── Textauszug

Orthodoxes Christentum in Deutschland

S’chi-Archimandrit Johannes begann seinen geistigen Weg schon als Jugendlicher. Um Gott zu dienen, studierte er Kirchenmusik in Berlin; nach seiner Konversion zur Orthodoxie dann Byzantinistik und Religionswissenschaften. 1981wurde er Mönch auf dem Athos. Einige Jahre später gaben ihm die dortigen Altväter den Segen zur Gründung eines eigenen Klosters in Deutschland. Besonders Altvater Joseph, damals noch in Kutlumusiu, sah in der Verbindung von Orthodoxie und deutschem Geist einen großen Segen.

────
── Bereitgestellte Daten

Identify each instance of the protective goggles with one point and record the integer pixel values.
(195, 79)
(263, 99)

────

*Aufgabe*
Gib den Textauszug zum orthodoxen Christentum in Deutschland vollständig und Zeichen für Zeichen unverändert aus.

*Lösung*
Orthodoxes Christentum in Deutschland

S’chi-Archimandrit Johannes begann seinen geistigen Weg schon als Jugendlicher. Um Gott zu dienen, studierte er Kirchenmusik in Berlin; nach seiner Konversion zur Orthodoxie dann Byzantinistik und Religionswissenschaften. 1981wurde er Mönch auf dem Athos. Einige Jahre später gaben ihm die dortigen Altväter den Segen zur Gründung eines eigenen Klosters in Deutschland. Besonders Altvater Joseph, damals noch in Kutlumusiu, sah in der Verbindung von Orthodoxie und deutschem Geist einen großen Segen.